_EXTRAIT DU TEXTE_
++++++++

CHRISTOPHE JAKUBYSZYN
Autre décision de justice, décidément, beaucoup de judiciarisation de la vie politique, c'est celle concernant les Ordonnances Penicaud, les ordonnances qui ont modifié considérablement la manière dont on peut se séparer d'un salarié, en tout cas, de la manière dont on connaît le coût par avance de ce que coûte le licenciement d'un salarié, sans faute réelle et sérieuse pour le licencier, ça s'appelle le barème. Il faut expliquer que désormais toute entreprise, notamment les petites entreprises, c'est important pour elles, savent combien ça coûte de se séparer d'un salarié, au maximum, et donc ça a libéré, j'ai envie de dire, ça a libéré la décision d'embauche, c'est ce que vous disent d'ailleurs les petits patrons, je crois, or là, peut-être que la Cour de cassation va casser votre barème.
MURIEL PENICAUD
Alors oui, le fait… Dans les ordonnances il y a beaucoup de choses, un des aspects c'était ces barèmes aux prud'hommes qui permettent aux entreprises, notamment les petites, d'avoir une visibilité, et c'est vrai que ça a beaucoup libéré la confiance dans le fait d'embaucher. Ceci dit, le Conseil d'Etat et le Conseil constitutionnel se sont déjà prononcés sur ce sujet qui est : est-ce que ces barèmes prud'homaux sont compatibles avec les règlements de l'Organisation internationale du travail ? C'est le tour de la Cour de cassation de se prononcer, ça sera le 17 juillet, donc nous attendons la réponse de la Cour de cassation.
CHRISTOPHE JAKUBYSZYN
Est-ce que s'ils suppriment ce barème, ce plafond si je puis dire, d'indemnisation, est-ce que ça met par terre, j'ai envie de dire, est-ce que ça ruine votre travail que vous avez fait l'an dernier, enfin il y a un an et demi sur les ordonnances ?
MURIEL PENICAUD
Ecoutez, moi pour l'instant je m'en tiens à ce qui est avéré : position du Conseil d'Etat, position du Conseil constitutionnel, nous verrons le 17 juillet.
CHRISTOPHE JAKUBYSZYN
Oui mais la Cour de cassation dira peut-être autre chose.
MURIEL PENICAUD
Eh bien nous verrons. Et quand vous vous déplacez, dans toute la France les patrons vous disent : « Merci, parce que grâce à vous on sait combien coûte un éventuel licenciement et donc on n'a plus peur d'embaucher au fond ».
MURIEL PENICAUD
Disons qu'en économie, la psychologie ça compte.
CHRISTOPHE JAKUBYSZYN
Bien sûr.
MURIEL PENICAUD
Le fait avoir confiance, parce qu'il y a des règles claires, ça contribue et c'est pour ça qu'on a fait ces barèmes.

++++++++

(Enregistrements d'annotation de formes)
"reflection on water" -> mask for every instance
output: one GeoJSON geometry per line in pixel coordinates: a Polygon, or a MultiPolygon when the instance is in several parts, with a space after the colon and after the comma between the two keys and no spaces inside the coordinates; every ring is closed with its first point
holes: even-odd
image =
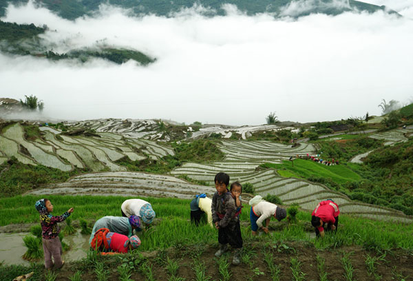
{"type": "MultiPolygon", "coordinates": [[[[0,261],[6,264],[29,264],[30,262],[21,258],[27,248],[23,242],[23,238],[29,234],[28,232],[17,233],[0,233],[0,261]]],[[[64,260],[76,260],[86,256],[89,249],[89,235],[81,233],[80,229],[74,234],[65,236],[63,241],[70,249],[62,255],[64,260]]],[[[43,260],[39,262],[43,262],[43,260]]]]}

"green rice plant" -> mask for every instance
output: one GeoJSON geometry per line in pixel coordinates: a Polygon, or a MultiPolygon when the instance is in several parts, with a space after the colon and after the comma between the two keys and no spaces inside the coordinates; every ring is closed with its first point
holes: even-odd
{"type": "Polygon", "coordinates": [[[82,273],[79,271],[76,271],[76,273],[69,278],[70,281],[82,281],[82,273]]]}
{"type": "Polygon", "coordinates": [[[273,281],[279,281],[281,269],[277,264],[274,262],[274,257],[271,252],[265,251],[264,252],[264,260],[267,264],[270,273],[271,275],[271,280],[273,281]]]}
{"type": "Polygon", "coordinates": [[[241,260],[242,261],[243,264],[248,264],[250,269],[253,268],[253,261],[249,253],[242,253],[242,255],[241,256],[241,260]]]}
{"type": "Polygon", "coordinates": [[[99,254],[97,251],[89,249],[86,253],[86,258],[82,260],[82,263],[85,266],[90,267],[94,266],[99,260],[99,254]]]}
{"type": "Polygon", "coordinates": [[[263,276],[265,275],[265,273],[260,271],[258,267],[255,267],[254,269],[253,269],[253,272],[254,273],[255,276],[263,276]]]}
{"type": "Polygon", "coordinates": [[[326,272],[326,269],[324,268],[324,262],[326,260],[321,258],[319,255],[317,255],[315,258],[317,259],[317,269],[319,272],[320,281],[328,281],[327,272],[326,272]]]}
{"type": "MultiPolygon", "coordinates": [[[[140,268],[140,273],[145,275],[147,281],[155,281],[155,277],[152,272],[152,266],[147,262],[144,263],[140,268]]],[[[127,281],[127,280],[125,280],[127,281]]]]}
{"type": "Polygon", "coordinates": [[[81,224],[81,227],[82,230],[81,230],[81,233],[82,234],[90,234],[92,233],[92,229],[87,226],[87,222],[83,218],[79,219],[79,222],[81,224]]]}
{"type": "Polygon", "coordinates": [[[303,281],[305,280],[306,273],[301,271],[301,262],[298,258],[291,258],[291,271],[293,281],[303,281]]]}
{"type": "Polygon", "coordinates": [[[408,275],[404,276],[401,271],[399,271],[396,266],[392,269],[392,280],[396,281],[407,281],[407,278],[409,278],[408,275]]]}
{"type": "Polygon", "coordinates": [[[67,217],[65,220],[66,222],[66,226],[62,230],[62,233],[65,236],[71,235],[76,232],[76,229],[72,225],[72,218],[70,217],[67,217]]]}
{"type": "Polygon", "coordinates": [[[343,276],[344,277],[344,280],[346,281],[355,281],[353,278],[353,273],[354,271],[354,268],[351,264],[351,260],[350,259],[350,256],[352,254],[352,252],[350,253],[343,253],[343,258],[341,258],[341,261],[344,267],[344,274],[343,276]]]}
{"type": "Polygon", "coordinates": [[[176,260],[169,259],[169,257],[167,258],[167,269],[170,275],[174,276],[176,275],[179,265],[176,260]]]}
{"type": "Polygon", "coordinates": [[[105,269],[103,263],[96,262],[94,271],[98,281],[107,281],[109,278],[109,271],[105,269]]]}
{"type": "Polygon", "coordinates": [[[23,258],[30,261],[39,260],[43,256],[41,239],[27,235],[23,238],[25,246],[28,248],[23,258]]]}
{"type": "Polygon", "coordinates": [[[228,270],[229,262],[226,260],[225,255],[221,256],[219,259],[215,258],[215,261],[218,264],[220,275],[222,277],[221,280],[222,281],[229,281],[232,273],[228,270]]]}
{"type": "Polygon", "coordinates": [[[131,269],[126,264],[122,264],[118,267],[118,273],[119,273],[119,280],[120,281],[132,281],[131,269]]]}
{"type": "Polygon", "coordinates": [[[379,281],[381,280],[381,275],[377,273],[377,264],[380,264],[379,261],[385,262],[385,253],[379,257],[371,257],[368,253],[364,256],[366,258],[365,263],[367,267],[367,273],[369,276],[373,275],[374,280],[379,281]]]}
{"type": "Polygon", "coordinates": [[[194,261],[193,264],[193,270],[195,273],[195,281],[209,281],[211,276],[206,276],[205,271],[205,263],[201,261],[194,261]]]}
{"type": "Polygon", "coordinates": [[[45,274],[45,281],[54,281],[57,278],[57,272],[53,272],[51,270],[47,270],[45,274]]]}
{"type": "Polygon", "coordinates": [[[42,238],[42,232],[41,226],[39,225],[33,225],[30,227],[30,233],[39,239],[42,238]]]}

++++++++

_ACTIONS REQUISES_
A) Traduisez en anglais, s'il vous plaît, la phrase « Disons qu'en économie, la psychologie ça compte. » tirée de l'extrait sur les barèmes prud'homaux.
B) Comptez les lignes des enregistrements qui contiennent la chaîne « instance ». Indiquez uniquement ce nombre.
Le texte et les enregistrements n'ont aucun rapport entre eux.

_RÉPONSES ATTENDUES_
A) Let's say that in economics, psychology matters.

B) 4